### What this task involves
Copy the records starting at the line that contains "Locate the large" and ending with the line that contains "<point>340,91</point>". Change "tree trunk" to "oak trunk" wherever it appears in those lines, change nothing else, and output only those lines.

** begin Dataset records **

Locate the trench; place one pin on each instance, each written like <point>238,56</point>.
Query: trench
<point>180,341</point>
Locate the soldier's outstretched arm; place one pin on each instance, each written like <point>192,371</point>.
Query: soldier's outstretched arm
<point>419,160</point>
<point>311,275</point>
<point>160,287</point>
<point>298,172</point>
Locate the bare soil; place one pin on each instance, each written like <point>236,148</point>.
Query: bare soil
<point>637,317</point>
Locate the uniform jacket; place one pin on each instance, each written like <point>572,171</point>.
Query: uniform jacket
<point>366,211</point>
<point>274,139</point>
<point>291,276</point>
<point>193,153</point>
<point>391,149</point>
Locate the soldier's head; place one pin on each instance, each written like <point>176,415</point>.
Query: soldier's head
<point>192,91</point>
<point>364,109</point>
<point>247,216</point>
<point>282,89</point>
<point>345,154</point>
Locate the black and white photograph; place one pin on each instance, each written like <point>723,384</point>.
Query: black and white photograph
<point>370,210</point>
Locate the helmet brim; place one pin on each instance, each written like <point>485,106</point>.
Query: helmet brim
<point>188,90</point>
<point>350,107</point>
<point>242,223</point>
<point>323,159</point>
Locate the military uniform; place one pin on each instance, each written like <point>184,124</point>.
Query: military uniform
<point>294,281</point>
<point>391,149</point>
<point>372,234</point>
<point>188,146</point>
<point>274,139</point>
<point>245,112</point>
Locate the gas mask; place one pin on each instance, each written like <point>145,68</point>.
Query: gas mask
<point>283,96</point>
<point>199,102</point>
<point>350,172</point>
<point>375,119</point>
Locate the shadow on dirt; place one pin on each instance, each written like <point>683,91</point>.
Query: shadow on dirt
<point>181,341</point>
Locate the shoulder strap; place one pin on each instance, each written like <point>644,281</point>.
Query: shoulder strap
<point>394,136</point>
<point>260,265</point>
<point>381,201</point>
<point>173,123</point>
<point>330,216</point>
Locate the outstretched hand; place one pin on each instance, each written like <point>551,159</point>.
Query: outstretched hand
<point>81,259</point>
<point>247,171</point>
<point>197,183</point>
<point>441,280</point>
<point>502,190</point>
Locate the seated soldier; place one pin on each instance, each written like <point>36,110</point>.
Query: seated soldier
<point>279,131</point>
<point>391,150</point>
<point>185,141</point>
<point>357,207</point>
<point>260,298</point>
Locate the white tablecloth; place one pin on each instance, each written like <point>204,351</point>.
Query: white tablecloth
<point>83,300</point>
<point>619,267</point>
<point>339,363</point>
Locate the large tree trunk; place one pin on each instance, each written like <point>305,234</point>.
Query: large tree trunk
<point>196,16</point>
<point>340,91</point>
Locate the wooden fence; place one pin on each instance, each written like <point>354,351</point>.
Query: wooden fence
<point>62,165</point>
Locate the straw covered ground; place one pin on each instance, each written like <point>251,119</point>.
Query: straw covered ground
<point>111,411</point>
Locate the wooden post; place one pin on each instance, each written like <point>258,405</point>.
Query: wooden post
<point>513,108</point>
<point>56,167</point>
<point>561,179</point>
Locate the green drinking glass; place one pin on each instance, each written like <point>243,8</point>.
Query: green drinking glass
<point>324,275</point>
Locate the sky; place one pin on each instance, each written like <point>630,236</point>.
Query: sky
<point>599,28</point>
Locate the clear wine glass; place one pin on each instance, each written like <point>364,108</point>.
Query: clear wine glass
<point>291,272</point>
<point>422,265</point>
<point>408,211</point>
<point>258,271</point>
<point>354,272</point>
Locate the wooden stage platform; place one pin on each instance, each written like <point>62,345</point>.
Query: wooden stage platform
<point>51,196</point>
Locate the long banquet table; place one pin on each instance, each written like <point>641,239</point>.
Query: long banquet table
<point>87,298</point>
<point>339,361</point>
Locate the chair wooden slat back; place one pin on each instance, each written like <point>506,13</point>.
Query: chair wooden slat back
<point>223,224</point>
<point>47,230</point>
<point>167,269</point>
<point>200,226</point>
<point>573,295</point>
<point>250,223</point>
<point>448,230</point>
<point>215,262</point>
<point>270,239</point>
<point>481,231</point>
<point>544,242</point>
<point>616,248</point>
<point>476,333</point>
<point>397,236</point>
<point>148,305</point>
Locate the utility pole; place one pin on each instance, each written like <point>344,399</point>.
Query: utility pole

** end Dataset records **

### Solution to this exercise
Locate the large oak trunk; place one pin on each instance, each written like <point>305,234</point>.
Query: large oak trunk
<point>196,16</point>
<point>340,91</point>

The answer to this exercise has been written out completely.